GIVEN PASSAGE =
┌────────
Engineering Deterrence: Embedding AI and Blockchain into the Power Grid for Global Stability
After a recent research session with ChatGPT 4o I learned that voltages used in Beijing and Moscow are 220V while Washington DC uses 120V. This is why we need adapters when we travel. Although Washington DC has a lower voltage, our grid still supports 220V for certain appliances such as dryers, ovens, HVAC (split phase power). I also learned that the frequency of the power grids range between 50-60 Hz globally.
With this context in mind and the constant news of ‘random’ airplane accidents, I propose that the Trump administration follows up on its intent for peace by leading an international effort towards a standardized electricity protocol.
Doing so will stimulate the economy and create jobs during an AI-driven labor displacement era. Such an initiative will also indicate a desire for diplomacy during an age of elevated tension on the cyber-electromagnetic warfront. Standardization would eliminate the risk of cyber incidents, blackouts, and geopolitical crises.
When I asked ChatGPT 4o to help me articulate my vision here is what I got:
A global transition to a standardized electricity protocol — moving beyond just voltage/frequency unification to embedding blockchain-inspired cybersecurity at the grid level.
Strategic Goals:
Diplomatic Harmony
Shared standards across continents → reduced fragmentation and mistrust in global power infrastructures.
└────────
REQUIRED ACTION 1 = Decide whether each statement agrees with the post on power grid standardization, answering yes or no and quoting the deciding words: (a) Beijing and Moscow use 220V. (b) The Washington DC grid cannot supply 220V to any appliance. (c) Power grid frequencies worldwide fall between 50 and 60 Hz.
REQUIRED ACTION 2 = Carry on writing the post on power grid standardization from the point where it ends.
The records have no role in this.

(Natural-language object grounding data)
┌────────
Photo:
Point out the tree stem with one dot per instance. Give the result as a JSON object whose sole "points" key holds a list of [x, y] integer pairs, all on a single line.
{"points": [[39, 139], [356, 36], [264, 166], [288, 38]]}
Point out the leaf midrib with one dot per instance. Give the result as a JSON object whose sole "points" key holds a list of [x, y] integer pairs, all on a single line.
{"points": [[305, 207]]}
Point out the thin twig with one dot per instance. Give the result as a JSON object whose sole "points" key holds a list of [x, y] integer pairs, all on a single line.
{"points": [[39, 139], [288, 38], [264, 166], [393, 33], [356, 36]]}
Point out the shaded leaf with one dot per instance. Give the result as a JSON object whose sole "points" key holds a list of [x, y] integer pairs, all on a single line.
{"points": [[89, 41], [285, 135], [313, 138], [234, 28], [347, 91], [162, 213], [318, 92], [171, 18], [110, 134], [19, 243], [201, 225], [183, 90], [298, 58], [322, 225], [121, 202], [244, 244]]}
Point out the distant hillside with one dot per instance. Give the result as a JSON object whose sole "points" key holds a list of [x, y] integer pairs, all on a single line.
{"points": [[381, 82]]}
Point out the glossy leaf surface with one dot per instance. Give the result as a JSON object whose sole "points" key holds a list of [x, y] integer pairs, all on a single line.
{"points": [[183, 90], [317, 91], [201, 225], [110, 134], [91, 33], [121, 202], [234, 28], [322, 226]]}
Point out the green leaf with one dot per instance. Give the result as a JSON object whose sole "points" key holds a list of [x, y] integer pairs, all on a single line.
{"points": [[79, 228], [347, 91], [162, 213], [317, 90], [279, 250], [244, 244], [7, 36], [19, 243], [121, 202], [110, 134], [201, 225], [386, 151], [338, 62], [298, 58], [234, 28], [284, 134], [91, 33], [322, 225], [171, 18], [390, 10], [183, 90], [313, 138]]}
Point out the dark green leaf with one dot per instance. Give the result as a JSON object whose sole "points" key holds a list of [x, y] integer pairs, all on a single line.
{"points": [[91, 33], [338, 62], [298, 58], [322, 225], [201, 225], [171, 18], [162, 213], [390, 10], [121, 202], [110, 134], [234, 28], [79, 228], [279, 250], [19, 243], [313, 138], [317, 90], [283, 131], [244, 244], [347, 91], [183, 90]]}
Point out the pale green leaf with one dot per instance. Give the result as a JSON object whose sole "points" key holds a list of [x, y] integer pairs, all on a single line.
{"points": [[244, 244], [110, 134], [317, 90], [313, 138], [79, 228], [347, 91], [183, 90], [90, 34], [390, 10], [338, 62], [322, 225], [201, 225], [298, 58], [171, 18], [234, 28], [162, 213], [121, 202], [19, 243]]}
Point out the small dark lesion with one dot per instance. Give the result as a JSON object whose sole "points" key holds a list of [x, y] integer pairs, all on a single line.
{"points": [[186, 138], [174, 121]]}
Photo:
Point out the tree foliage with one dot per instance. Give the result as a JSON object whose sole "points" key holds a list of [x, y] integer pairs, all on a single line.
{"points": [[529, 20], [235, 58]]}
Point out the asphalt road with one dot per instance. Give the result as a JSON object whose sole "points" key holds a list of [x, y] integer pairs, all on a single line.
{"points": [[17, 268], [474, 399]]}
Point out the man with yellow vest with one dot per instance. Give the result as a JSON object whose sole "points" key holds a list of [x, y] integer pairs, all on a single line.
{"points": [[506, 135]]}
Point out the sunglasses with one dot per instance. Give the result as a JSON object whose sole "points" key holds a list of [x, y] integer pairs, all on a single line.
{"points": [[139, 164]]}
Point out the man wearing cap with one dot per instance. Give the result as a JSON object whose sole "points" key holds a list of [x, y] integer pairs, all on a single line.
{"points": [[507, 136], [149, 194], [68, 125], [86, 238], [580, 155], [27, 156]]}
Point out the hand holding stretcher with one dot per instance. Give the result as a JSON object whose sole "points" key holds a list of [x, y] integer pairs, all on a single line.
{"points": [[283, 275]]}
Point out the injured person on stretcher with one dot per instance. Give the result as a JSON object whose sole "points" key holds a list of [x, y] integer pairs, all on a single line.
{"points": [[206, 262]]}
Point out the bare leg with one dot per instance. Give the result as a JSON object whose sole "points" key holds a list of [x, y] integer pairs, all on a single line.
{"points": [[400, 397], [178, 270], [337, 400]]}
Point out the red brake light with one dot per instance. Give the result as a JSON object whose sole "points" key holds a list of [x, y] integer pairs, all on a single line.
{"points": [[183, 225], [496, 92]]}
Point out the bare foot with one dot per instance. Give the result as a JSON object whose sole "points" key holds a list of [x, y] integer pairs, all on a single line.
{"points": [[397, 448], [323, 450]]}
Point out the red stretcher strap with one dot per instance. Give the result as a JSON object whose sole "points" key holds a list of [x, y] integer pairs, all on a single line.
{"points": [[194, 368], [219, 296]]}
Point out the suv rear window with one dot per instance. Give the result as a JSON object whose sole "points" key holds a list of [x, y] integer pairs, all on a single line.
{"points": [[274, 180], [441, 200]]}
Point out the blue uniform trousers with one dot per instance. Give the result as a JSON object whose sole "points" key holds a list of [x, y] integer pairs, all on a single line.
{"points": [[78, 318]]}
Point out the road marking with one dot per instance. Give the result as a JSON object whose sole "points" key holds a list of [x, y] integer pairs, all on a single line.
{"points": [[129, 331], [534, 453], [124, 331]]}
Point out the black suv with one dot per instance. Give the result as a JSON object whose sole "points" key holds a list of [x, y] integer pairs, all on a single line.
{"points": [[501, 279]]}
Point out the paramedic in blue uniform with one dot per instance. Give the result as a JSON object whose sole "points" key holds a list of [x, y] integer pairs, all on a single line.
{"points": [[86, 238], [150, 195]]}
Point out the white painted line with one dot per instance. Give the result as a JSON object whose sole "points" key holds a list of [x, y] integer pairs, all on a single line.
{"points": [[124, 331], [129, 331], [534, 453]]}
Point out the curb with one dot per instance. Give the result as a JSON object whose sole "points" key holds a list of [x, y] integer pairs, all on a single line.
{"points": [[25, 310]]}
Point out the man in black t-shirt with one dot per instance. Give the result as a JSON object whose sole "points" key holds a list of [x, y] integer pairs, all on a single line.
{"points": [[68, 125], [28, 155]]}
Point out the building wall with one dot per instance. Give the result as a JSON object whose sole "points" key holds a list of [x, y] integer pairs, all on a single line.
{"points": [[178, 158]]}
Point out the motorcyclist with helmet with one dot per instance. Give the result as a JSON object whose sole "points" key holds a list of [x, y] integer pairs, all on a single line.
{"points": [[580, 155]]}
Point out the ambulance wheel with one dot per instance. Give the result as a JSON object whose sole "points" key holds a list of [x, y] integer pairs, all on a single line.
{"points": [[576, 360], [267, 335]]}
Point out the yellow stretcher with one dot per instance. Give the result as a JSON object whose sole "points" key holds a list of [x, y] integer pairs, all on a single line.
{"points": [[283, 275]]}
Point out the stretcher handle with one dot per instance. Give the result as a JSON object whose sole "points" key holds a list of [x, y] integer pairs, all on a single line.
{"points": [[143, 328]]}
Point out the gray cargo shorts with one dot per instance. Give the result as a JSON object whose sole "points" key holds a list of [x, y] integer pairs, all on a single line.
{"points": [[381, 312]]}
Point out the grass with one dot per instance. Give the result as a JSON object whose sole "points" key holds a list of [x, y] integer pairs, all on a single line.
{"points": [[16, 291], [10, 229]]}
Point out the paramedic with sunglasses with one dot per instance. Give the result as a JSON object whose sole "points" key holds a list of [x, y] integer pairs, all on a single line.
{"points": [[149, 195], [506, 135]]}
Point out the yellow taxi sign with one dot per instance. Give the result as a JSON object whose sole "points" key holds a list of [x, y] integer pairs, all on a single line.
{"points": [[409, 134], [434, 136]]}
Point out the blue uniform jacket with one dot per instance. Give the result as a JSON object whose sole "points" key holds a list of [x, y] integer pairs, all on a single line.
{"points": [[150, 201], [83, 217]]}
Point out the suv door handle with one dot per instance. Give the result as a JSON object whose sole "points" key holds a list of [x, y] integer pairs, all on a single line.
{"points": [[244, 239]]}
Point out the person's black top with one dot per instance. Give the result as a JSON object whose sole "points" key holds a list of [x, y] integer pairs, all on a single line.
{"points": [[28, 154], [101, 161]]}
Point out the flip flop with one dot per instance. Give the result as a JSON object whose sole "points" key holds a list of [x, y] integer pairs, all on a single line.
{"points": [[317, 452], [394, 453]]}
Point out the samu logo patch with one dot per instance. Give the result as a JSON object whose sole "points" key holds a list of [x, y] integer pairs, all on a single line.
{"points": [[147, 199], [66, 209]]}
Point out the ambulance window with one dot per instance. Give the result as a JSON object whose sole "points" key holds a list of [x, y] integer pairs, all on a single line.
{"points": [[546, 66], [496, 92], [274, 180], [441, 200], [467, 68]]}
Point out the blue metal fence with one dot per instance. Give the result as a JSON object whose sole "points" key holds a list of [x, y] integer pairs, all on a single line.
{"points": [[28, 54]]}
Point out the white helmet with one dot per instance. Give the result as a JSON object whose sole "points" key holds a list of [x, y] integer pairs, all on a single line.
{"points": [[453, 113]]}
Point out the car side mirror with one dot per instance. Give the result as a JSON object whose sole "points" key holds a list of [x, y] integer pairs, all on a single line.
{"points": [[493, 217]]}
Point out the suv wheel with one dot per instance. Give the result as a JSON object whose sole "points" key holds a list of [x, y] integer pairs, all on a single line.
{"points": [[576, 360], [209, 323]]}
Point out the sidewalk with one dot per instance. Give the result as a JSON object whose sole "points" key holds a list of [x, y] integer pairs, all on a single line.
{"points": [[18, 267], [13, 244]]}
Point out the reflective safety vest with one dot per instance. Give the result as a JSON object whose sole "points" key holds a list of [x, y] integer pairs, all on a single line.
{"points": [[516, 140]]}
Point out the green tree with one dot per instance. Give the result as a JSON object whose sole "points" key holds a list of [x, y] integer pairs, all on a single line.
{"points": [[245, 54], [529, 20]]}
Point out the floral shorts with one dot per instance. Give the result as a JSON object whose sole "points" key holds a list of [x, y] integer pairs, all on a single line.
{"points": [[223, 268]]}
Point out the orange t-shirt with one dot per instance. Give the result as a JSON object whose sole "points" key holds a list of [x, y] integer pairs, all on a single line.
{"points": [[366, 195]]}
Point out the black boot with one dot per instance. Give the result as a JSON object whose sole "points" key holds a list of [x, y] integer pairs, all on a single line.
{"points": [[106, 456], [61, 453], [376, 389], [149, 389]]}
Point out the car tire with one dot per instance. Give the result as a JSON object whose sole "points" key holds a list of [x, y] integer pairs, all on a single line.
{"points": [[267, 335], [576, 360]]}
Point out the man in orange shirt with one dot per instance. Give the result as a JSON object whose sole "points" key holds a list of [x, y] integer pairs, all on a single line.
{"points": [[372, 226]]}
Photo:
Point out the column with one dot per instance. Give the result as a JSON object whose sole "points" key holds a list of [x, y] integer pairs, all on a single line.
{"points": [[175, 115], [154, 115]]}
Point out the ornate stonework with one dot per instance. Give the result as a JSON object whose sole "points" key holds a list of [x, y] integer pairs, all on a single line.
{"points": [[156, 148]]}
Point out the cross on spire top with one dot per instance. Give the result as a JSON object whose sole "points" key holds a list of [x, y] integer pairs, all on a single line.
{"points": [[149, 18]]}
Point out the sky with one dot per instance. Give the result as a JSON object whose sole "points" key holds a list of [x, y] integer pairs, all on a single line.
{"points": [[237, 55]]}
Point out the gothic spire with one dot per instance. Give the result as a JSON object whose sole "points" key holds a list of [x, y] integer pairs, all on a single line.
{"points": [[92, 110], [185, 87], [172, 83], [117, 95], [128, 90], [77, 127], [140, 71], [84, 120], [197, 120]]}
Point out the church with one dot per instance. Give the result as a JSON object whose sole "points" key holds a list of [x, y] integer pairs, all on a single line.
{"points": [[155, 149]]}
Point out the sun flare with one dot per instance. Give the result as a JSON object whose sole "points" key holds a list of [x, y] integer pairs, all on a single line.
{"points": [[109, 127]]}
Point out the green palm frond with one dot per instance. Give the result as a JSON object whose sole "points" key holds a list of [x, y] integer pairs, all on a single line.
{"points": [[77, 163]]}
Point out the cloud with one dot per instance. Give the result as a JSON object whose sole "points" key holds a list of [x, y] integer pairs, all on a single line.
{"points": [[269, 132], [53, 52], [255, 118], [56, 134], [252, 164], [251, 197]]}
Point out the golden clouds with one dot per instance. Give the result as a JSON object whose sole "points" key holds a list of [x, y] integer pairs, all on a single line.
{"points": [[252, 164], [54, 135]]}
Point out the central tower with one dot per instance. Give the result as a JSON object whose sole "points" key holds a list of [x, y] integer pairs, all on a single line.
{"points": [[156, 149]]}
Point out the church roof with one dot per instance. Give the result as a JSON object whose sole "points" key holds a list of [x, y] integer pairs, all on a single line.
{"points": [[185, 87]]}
└────────
REPLY 1 =
(a) Yes: "voltages used in Beijing and Moscow are 220V while Washington DC uses 120V"
(b) No: "our grid still supports 220V for certain appliances such as dryers, ovens, HVAC (split phase power)"
(c) Yes: "the frequency of the power grids range between 50-60 Hz globally"

REPLY 2 =
Creates a foundation for joint energy protocols, treaties, and cyber defense agreements.
Cyber-Electromagnetic Defense Layer
Embed distributed ledger technology (DLT) into grid control systems.
Each power node (transformers, substations, generators) becomes a cryptographic participant.
Smart contracts enforce access control, event logging, anomaly detection, and automated countermeasures.
Result: Resilient, self-healing grids that reduce human error and neutralize attacks in real-time.
AI + Blockchain Synergy
AI models monitor grid behavior.
Anomalous patterns are logged and voted on via DLT consensus (akin to block validation).
Enables trustless threat detection, especially for state-sponsored electromagnetic or cyber threats.
🛡 Example Use Case
A malicious attempt to overload transformers in a coordinated attack (e.g., via IoT-controlled appliances or foreign actors) is detected by a local AI node. The anomaly is broadcast to the distributed grid ledger. Other nodes validate and vote on the attack’s legitimacy using proof-of-event protocols.
The consensus triggers automatic load shedding and isolation — mitigating the threat instantly.
I also prompted ChatGPT 4o to think through all the objections financiers and policymakers might have. Here is the response I got:
⚠️ Steelmanning the Counterarguments
Here’s the healthy skepticism your idea must overcome:
❌ 1. Political Fragmentation
Countries don’t even agree on internet governance, let alone electricity.
Would Russia, China, or the U.S. trust each other’s AI + ledger code on national grids?
Energy systems are deeply tied to national sovereignty.
🧠 Response: Start with allied nations (e.g., G7 or NATO+) and scale as trust builds. Treat it like a “Nuclear Nonproliferation Treaty” for grid cyber defense.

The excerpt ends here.